▸ **Material for the task**
____
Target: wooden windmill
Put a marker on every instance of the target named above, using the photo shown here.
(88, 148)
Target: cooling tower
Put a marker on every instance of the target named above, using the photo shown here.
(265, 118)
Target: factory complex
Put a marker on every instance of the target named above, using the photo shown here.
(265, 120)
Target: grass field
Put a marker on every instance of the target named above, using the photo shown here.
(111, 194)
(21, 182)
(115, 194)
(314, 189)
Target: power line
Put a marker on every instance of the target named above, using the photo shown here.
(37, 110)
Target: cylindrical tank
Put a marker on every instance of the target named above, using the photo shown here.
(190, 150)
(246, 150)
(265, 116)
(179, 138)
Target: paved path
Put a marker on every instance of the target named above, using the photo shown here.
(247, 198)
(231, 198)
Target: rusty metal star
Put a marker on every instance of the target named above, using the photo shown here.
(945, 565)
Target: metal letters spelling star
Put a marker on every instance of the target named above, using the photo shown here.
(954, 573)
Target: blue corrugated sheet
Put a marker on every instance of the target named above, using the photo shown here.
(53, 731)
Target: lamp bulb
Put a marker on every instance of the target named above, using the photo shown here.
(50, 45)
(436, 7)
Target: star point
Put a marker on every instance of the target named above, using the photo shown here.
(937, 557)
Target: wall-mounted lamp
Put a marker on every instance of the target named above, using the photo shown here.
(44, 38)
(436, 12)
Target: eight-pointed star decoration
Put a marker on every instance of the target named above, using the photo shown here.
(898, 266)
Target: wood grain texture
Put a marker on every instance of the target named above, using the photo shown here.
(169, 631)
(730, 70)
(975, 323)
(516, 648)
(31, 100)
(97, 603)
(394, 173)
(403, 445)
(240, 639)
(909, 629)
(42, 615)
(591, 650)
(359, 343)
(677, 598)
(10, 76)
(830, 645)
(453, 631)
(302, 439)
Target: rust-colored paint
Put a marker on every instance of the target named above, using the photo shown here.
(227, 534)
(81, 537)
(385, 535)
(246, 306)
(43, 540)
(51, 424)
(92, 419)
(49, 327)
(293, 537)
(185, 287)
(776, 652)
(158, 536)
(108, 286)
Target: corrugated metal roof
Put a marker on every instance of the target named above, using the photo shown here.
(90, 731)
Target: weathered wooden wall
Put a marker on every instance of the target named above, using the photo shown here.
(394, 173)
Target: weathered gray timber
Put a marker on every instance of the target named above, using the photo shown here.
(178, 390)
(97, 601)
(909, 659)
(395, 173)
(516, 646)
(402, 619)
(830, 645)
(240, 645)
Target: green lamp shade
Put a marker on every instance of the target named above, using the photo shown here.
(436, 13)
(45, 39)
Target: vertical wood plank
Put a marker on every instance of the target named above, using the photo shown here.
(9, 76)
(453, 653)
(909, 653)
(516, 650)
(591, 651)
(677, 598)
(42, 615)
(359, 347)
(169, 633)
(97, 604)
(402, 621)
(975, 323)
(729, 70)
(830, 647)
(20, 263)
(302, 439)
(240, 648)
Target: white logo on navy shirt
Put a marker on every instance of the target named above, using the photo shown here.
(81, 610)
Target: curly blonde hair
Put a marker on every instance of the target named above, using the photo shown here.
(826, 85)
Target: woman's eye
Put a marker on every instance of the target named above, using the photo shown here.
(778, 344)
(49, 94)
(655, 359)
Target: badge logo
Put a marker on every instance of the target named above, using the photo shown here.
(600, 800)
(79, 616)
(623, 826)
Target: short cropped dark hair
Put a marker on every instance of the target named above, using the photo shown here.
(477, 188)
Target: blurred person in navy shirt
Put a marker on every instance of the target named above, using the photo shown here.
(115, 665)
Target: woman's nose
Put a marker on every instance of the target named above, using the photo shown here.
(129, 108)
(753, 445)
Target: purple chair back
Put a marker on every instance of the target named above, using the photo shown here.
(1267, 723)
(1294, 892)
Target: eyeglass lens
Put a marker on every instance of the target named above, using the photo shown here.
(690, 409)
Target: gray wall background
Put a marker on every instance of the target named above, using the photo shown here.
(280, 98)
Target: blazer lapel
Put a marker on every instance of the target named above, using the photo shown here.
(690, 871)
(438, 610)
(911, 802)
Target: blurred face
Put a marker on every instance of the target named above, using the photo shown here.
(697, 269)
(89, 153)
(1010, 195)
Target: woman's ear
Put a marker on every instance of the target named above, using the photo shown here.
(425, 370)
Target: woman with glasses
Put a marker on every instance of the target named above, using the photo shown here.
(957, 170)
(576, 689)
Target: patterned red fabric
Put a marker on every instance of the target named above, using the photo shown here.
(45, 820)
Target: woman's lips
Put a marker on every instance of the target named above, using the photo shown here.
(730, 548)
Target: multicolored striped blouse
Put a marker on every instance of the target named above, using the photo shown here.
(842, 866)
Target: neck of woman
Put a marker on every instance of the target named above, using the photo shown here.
____
▸ **Short problem**
Please rewrite all of the material above as a numbered list with one line per number, leaving out any blank lines.

▸ **Expected answer**
1. Target: wooden windmill
2. Put a marker on every instance of the target named above, using the photo shown here.
3. (88, 148)
4. Target: cooling tower
5. Put a marker on every instance of the target named above, using the photo shown here.
6. (265, 118)
7. Target: factory complex
8. Put a marker on every instance of the target named above, using the photo shown here.
9. (265, 120)
10. Target: grass field
11. Put a marker on every instance of the target named above, using the photo shown here.
12. (111, 194)
13. (21, 182)
14. (115, 194)
15. (314, 189)
16. Target: power line
17. Put a marker on every instance of the target named above, using the photo shown here.
18. (37, 110)
19. Target: cylindrical tank
20. Put a marker on every instance of the target named above, using the photo shown here.
21. (190, 150)
22. (246, 150)
23. (265, 116)
24. (179, 138)
25. Target: paved path
26. Put a marker on every instance of the target named above, using the photo shown here.
27. (247, 198)
28. (231, 198)
29. Target: rusty metal star
30. Put a marker on every instance of the target named above, using the photo shown here.
31. (945, 565)
32. Target: metal letters spelling star
33. Put a marker on every instance of the target named above, using the photo shown here.
34. (954, 573)
35. Target: blue corrugated sheet
36. Put a marker on every instance of the target named above, using the photo shown here.
37. (53, 731)
38. Target: lamp bulb
39. Put a marker on every instance of the target named above, using the photo shown here.
40. (50, 45)
41. (436, 7)
42. Target: star point
43. Put a marker on every instance of the target named above, using the photo shown here.
44. (937, 557)
45. Target: wall-mounted lamp
46. Put a marker on every instance of the target named above, using the photo shown here.
47. (44, 38)
48. (436, 12)
49. Target: eight-pointed star decoration
50. Put a marker on every instance of the target named above, using the photo shown here.
51. (898, 266)
52. Target: wood grain texture
53. Put a marker on every instance of the target named above, using the photo shown here.
54. (169, 631)
55. (730, 70)
56. (975, 323)
57. (516, 648)
58. (31, 100)
59. (97, 603)
60. (394, 173)
61. (403, 445)
62. (240, 639)
63. (909, 629)
64. (42, 615)
65. (591, 650)
66. (359, 343)
67. (677, 598)
68. (10, 76)
69. (830, 645)
70. (453, 631)
71. (302, 439)
72. Target: rust-colored paint
73. Put a marker on every instance of the target named above, using the photo shown here.
74. (227, 534)
75. (81, 537)
76. (385, 535)
77. (246, 306)
78. (43, 540)
79. (51, 424)
80. (92, 419)
81. (49, 327)
82. (293, 537)
83. (185, 287)
84. (776, 652)
85. (158, 536)
86. (108, 286)
87. Target: corrugated metal roof
88. Put a marker on every instance of the target named above, using the photo shown here.
89. (90, 731)
90. Target: weathered wooden wall
91. Put a marker on every instance of the target named above, using the photo shown here.
92. (394, 173)
93. Target: weathered gray timber
94. Put a marker on every instance of the target named above, using the photo shown here.
95. (178, 390)
96. (97, 601)
97. (909, 659)
98. (395, 173)
99. (516, 646)
100. (402, 619)
101. (830, 645)
102. (240, 645)
103. Target: green lamp shade
104. Put a marker on every instance of the target named above, using the photo shown here.
105. (436, 13)
106. (45, 39)
107. Target: vertical wood plank
108. Put a marker on every instance of the target named above, using the photo shown here.
109. (9, 76)
110. (453, 653)
111. (909, 653)
112. (516, 650)
113. (591, 651)
114. (677, 598)
115. (42, 615)
116. (359, 347)
117. (169, 633)
118. (97, 604)
119. (402, 621)
120. (975, 323)
121. (729, 70)
122. (830, 647)
123. (20, 263)
124. (302, 439)
125. (240, 648)
126. Target: white logo on navy shirt
127. Put a marker on every instance of the target named above, using the photo shown here.
128. (81, 610)
129. Target: curly blonde hair
130. Put a marker on every instance of the target named above, using the photo shown here.
131. (826, 85)
132. Target: woman's eye
133. Put a marker on every instance of the target named above, using the photo shown here.
134. (778, 344)
135. (49, 94)
136. (655, 359)
137. Target: badge logo
138. Put a marker on every instance of the target named above, using the photo shown here.
139. (600, 800)
140. (79, 616)
141. (623, 826)
142. Target: short cropped dark hair
143. Put a marker on every instance of the target named above, using the photo shown here.
144. (477, 188)
145. Target: blurred person in navy shirt
146. Put a marker on every instance of the target named above, using the photo shown here.
147. (115, 665)
148. Target: woman's nose
149. Put a marker on every instance of the target named above, using the photo shown here.
150. (129, 108)
151. (753, 445)
152. Target: purple chair back
153. Put a marker on every instance of the target named above, using the photo shown here.
154. (1267, 723)
155. (1294, 892)
156. Target: eyeglass lens
157. Put a marker on every instance of the target named above, using the photo shown here.
158. (690, 409)
159. Target: gray wall background
160. Put a marker on every instance of the target named above, using the photo shown here.
161. (280, 98)
162. Target: blazer lapel
163. Put a marker on every instance of the target named above, using the photo shown here.
164. (690, 871)
165. (438, 610)
166. (911, 802)
167. Target: blurred face
168. Put a marker on every instance of the target named above, using the photo shown here.
169. (697, 269)
170. (89, 153)
171. (1010, 195)
172. Target: woman's ear
173. Put a marker on every instance of the target named above, using the photo shown here.
174. (425, 370)
175. Target: woman with glasses
176. Put a marker on every instance of the target named above, using the photo shown here.
177. (957, 170)
178. (576, 689)
179. Target: patterned red fabric
180. Put a marker on every instance of the target named above, using the photo shown here.
181. (45, 820)
182. Target: woman's lips
183. Put a marker on every instance of the target named above, using the photo shown here.
184. (730, 548)
185. Target: multicolored striped blouse
186. Put a marker on every instance of the target named above, using the photo shown here.
187. (842, 866)
188. Target: neck of woman
189. Put a marker on every instance of the target named above, using the photo shown here.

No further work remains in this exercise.